**Written exercise**
Edit the part of the records that opens with the line containing "of the vertical" and runs through the end, replacing "metal pole" with "steel pole" and leaving everything else unchanged.

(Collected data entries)
########################################
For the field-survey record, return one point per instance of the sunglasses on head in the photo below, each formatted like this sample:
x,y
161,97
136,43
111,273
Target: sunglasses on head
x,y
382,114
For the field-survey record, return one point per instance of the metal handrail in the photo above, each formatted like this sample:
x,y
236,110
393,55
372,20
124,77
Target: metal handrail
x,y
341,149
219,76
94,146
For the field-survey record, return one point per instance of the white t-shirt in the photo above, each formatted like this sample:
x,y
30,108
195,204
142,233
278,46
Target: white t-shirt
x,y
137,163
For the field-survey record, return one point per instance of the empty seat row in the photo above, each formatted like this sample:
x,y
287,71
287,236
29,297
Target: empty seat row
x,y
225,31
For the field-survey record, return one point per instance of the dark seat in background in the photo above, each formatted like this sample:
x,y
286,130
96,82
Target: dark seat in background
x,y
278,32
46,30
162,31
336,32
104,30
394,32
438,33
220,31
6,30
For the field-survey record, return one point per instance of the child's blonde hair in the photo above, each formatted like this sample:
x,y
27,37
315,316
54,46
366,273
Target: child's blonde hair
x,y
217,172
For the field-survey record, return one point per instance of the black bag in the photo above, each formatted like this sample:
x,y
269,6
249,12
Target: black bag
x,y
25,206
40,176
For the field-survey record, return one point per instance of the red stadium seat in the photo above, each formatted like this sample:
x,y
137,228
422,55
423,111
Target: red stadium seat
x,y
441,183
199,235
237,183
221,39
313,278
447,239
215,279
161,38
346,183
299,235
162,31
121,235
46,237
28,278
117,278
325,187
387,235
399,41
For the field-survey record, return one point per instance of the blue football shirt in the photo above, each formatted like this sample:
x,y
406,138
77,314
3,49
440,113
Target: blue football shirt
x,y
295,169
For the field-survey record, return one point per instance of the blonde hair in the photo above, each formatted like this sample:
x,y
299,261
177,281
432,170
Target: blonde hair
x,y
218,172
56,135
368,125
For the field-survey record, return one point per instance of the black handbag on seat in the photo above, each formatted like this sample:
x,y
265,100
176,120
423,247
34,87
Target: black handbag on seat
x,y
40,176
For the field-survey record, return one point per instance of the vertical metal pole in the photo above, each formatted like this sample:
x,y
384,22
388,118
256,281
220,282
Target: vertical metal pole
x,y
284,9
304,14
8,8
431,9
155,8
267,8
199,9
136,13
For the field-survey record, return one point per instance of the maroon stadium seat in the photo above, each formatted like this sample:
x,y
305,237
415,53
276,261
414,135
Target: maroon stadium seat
########################################
**Correct result**
For the field-survey record, return one point per instance of the vertical steel pole in the photo above, each formatted like this sample:
x,y
384,22
388,118
256,281
220,282
Target: vertical steel pole
x,y
284,9
304,14
8,8
431,9
155,8
267,8
199,9
136,13
For the field-survey record, return one point per instance of the maroon stadium seat in the photo above, each formatted like this sample:
x,y
305,237
415,53
276,261
414,135
Target: maroon stadium seat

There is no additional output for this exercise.